Task description:
Count the lines in the data below that contain the string "cabin", with uppercase and lowercase letters treated as different. Reply with that number alone.

Task input:
====================
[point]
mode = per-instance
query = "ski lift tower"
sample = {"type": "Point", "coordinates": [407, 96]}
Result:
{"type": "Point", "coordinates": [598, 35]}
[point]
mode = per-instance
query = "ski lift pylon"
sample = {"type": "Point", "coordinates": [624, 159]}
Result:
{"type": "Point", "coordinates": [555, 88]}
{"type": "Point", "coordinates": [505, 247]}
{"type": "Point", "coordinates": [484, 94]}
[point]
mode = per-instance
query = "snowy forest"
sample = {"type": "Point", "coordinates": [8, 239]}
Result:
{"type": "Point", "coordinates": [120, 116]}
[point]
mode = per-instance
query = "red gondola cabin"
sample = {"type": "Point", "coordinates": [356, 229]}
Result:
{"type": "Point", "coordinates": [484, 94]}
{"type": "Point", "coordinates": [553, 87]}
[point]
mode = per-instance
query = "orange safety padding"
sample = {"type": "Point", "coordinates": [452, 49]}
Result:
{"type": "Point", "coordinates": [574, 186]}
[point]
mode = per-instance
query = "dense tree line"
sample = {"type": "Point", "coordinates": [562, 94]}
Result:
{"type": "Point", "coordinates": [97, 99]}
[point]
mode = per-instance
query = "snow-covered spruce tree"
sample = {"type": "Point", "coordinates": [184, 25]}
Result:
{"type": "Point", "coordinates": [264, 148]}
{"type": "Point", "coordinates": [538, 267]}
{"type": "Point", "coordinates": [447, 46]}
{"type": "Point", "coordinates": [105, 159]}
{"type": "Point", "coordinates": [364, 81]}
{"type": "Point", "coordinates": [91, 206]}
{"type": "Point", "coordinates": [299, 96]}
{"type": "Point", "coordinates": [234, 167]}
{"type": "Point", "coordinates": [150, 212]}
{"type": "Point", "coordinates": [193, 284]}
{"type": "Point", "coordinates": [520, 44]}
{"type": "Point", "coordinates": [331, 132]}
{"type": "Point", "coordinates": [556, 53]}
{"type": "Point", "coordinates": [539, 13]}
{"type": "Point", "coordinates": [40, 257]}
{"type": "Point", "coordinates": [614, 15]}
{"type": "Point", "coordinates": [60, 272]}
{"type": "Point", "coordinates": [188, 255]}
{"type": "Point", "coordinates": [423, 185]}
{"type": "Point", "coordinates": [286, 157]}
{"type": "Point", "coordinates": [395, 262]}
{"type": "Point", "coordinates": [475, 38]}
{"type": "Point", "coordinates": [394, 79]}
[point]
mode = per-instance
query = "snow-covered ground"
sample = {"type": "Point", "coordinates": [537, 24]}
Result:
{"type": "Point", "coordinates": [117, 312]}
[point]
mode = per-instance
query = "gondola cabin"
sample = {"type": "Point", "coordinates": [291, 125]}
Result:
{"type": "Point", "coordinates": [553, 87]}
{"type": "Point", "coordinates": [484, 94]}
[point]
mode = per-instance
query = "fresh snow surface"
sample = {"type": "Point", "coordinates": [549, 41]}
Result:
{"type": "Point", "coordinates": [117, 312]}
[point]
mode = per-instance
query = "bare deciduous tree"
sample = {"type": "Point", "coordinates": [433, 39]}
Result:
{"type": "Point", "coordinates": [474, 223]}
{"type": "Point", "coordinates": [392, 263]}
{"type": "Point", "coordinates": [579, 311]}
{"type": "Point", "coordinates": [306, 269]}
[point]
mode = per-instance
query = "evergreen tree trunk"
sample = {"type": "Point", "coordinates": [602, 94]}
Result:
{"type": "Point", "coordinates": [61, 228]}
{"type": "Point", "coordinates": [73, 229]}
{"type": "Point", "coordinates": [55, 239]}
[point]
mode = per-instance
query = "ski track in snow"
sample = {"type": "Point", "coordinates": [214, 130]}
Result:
====================
Answer for the task:
2